(Beginning of STUDY MATERIAL)
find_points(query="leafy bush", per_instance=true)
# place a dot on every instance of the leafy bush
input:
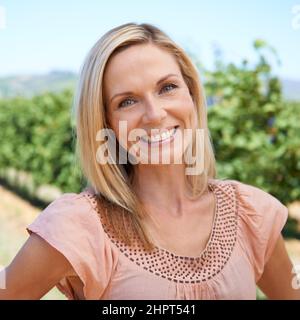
(36, 137)
(255, 132)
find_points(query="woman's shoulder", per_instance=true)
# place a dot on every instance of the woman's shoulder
(249, 196)
(261, 218)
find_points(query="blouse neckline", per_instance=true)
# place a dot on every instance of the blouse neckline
(174, 267)
(210, 240)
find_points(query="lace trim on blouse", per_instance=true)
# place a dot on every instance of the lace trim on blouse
(183, 269)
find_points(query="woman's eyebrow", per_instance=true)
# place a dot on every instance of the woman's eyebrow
(157, 83)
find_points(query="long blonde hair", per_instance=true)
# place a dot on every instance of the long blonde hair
(111, 182)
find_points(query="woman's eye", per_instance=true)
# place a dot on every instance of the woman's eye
(166, 88)
(170, 85)
(122, 104)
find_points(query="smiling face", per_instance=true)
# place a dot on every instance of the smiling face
(144, 87)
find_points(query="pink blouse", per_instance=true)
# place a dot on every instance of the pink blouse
(247, 224)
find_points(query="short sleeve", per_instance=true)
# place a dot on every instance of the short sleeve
(262, 218)
(71, 225)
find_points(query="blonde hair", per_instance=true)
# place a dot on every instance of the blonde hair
(111, 182)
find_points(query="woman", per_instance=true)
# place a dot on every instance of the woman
(150, 230)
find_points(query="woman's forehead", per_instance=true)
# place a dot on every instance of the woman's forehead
(138, 63)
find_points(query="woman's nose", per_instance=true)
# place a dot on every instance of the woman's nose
(153, 111)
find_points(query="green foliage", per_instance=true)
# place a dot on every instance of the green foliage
(36, 137)
(255, 133)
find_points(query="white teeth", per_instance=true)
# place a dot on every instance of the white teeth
(157, 137)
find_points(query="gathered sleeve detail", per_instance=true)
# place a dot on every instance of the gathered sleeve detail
(71, 225)
(261, 220)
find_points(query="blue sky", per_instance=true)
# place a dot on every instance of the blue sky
(40, 36)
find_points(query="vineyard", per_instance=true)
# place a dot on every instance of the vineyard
(255, 133)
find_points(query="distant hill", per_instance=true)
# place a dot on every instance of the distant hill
(29, 85)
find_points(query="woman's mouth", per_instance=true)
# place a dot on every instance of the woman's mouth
(158, 139)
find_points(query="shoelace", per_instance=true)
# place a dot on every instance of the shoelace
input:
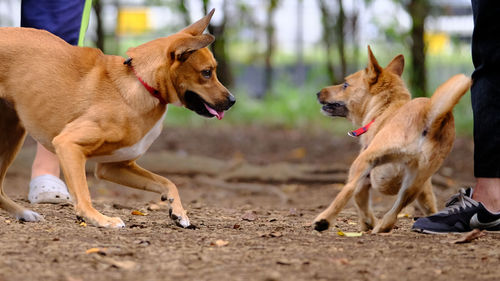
(459, 201)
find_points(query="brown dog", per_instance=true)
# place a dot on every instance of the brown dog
(82, 104)
(404, 143)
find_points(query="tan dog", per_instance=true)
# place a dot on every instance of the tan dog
(82, 104)
(404, 143)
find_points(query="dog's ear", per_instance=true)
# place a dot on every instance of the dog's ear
(396, 65)
(198, 27)
(186, 46)
(373, 69)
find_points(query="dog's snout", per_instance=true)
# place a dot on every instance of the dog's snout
(231, 100)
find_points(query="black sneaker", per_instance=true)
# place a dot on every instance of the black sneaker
(462, 214)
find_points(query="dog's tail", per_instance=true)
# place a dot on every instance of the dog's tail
(446, 97)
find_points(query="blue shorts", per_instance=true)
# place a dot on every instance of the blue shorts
(60, 17)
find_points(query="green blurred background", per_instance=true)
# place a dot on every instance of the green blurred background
(274, 55)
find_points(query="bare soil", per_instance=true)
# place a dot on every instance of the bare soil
(241, 234)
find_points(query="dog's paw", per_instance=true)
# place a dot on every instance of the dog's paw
(321, 225)
(181, 220)
(28, 215)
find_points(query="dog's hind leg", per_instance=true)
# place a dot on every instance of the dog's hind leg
(132, 175)
(11, 140)
(410, 189)
(426, 199)
(363, 204)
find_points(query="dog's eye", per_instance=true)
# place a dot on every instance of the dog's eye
(207, 73)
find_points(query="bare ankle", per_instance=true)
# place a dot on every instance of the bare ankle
(487, 191)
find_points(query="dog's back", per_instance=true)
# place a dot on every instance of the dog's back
(445, 98)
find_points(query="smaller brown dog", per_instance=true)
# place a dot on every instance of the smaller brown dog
(404, 143)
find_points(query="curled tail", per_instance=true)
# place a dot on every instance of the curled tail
(446, 97)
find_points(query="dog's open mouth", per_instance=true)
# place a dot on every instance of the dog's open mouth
(195, 103)
(335, 109)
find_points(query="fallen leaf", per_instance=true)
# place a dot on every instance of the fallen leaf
(298, 153)
(154, 207)
(341, 261)
(121, 207)
(349, 234)
(127, 265)
(220, 243)
(138, 213)
(249, 216)
(469, 236)
(284, 262)
(275, 234)
(96, 250)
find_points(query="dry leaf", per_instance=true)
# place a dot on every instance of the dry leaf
(469, 236)
(96, 250)
(154, 207)
(220, 243)
(349, 234)
(249, 216)
(138, 213)
(127, 265)
(275, 234)
(341, 261)
(298, 153)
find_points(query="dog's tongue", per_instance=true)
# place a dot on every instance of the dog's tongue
(214, 112)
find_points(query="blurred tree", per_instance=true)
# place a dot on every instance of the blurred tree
(219, 46)
(99, 42)
(300, 71)
(181, 6)
(333, 23)
(418, 10)
(272, 5)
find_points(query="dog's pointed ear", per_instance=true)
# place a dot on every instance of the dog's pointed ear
(373, 69)
(396, 65)
(198, 27)
(186, 46)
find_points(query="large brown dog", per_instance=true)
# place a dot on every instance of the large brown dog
(82, 104)
(404, 143)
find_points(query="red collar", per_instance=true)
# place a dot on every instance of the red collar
(154, 92)
(360, 131)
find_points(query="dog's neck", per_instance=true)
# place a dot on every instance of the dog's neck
(130, 87)
(381, 109)
(154, 92)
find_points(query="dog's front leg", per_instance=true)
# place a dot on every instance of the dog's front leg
(357, 174)
(72, 161)
(362, 198)
(132, 175)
(End of STUDY MATERIAL)
PROBLEM REQUIREMENTS -
The reply must contain every entry above, exactly as written, and none of the pictures.

EXERCISE RESPONSE -
find_points(query="leafy bush", per_instance=true)
# place a dot on every instance of the leafy bush
input:
(36, 137)
(255, 132)
find_points(query="woman's shoulder", per_instance=true)
# place a dot on every instance of the woman's shoulder
(249, 196)
(261, 218)
find_points(query="blouse neckline", per_instance=true)
# place a dot on every instance of the blouse neckline
(174, 267)
(210, 240)
find_points(query="lace trim on blouse", per_instance=true)
# place a dot on every instance of the lace trim on blouse
(183, 269)
find_points(query="woman's eyebrow", per_instance=true)
# place a dot on every instance of the woman's eyebrow
(157, 83)
find_points(query="long blonde hair", per_instance=true)
# place a dot on every instance of the long blonde hair
(111, 182)
find_points(query="woman's eye", per_instance=true)
# place a dot on every instance of the woman's eye
(166, 88)
(170, 85)
(122, 104)
find_points(query="smiling face", per_instance=true)
# place a dot on every instance of the smiling face
(144, 87)
find_points(query="pink blouse", per_instance=true)
# place a dot on every instance of the pink blouse
(247, 224)
find_points(query="short sleeve", per_instance=true)
# place a dot on every instance of the short sleeve
(262, 218)
(71, 225)
find_points(query="blonde hair", per_instance=true)
# place a dot on every instance of the blonde hair
(111, 182)
find_points(query="woman", per_instance=true)
# place a dot on every instance of the woman
(150, 230)
find_points(query="woman's forehead", per_instance=true)
# place a dot on every instance of the woman's forehead
(138, 63)
find_points(query="woman's nose", per_instance=true)
# place a dot on every instance of the woman's nose
(153, 111)
find_points(query="green foliage", per_instance=true)
# place a dot on every instance of the green foliage
(36, 137)
(255, 133)
find_points(query="white teeth", per_instance=true)
# place a dot on every instance of the white teeth
(157, 137)
find_points(query="gathered sleeve detail", per_instance=true)
# place a dot on every instance of the gathered sleeve detail
(71, 225)
(261, 220)
find_points(query="blue sky", per_instance=true)
# place a dot on every instance of the blue sky
(40, 36)
find_points(query="vineyard", per_instance=true)
# place a dot on every instance of the vineyard
(255, 133)
find_points(query="distant hill", per_instance=true)
# place a dot on every instance of the distant hill
(29, 85)
find_points(query="woman's mouth", per_instance=true)
# place a dot on every instance of the woman's mouth
(158, 139)
find_points(query="shoelace", per_instance=true)
# place a dot on every instance of the shoelace
input:
(459, 201)
find_points(query="brown dog", per_instance=true)
# place a dot on every instance of the brown dog
(82, 104)
(404, 143)
find_points(query="tan dog", per_instance=true)
# place a dot on every instance of the tan dog
(82, 104)
(404, 143)
find_points(query="dog's ear", per_instance=true)
# place a dot on every instance of the dog's ear
(396, 65)
(198, 27)
(186, 46)
(373, 69)
find_points(query="dog's snout", per_instance=true)
# place a dot on every instance of the dog's snout
(231, 100)
find_points(query="black sneaker", per_instance=true)
# place a dot on every instance of the black sneaker
(462, 214)
find_points(query="dog's tail", per_instance=true)
# place a dot on every instance of the dog's tail
(446, 97)
find_points(query="blue shorts", per_instance=true)
# place a dot on every instance of the blue shorts
(60, 17)
find_points(query="green blurred background", per_instance=true)
# place a dot on every instance of the green blurred background
(274, 55)
find_points(query="bare soil", per_instance=true)
# place a dot on every instance of the bare soil
(241, 234)
find_points(query="dog's paw", per_instance=true)
# place a dot on every instance of the dog's paw
(321, 225)
(181, 220)
(28, 215)
find_points(query="dog's hind leg", per_instance=true)
# place a dot on every instance of the dog's hind leg
(132, 175)
(11, 140)
(410, 189)
(426, 199)
(363, 204)
find_points(query="dog's eye", per_instance=true)
# place a dot on every instance of the dog's eye
(207, 73)
find_points(query="bare ankle", per_instance=true)
# place a dot on every instance of the bare ankle
(487, 191)
find_points(query="dog's back", per_instance=true)
# place a dot on every instance of the dog's back
(445, 98)
find_points(query="smaller brown dog", per_instance=true)
# place a dot on every instance of the smaller brown dog
(404, 143)
find_points(query="curled tail", per_instance=true)
# place a dot on every instance of the curled tail
(446, 97)
find_points(query="dog's open mouth", per_instance=true)
# place a dot on every instance of the dog's open mouth
(195, 103)
(335, 109)
find_points(query="fallen leaf", per_instance=true)
# place a dot on every instance of the fallen leaf
(298, 153)
(154, 207)
(341, 261)
(121, 207)
(349, 234)
(127, 265)
(220, 243)
(138, 213)
(249, 216)
(469, 236)
(284, 262)
(275, 234)
(96, 250)
find_points(query="dry leaf", per_instance=true)
# place a dot on every instance of the dry leaf
(469, 236)
(96, 250)
(154, 207)
(220, 243)
(349, 234)
(249, 216)
(138, 213)
(127, 265)
(275, 234)
(341, 261)
(298, 153)
find_points(query="dog's tongue", per_instance=true)
# place a dot on every instance of the dog's tongue
(214, 112)
find_points(query="blurred tree", per_instance=true)
# place a dot on every instance of the blurred tree
(219, 46)
(99, 42)
(300, 71)
(181, 6)
(333, 23)
(418, 10)
(272, 5)
find_points(query="dog's pointed ear", per_instance=true)
# place a dot on every instance of the dog's pointed ear
(373, 69)
(396, 65)
(198, 27)
(186, 46)
find_points(query="large brown dog", per_instance=true)
# place a dot on every instance of the large brown dog
(82, 104)
(404, 143)
find_points(query="red collar", per_instance=true)
# place a dot on every instance of the red collar
(154, 92)
(360, 131)
find_points(query="dog's neck", per_instance=true)
# place a dot on every instance of the dog's neck
(130, 87)
(381, 109)
(154, 92)
find_points(query="dog's front leg", per_instance=true)
# place a dot on every instance of the dog's front leg
(357, 174)
(72, 161)
(362, 198)
(132, 175)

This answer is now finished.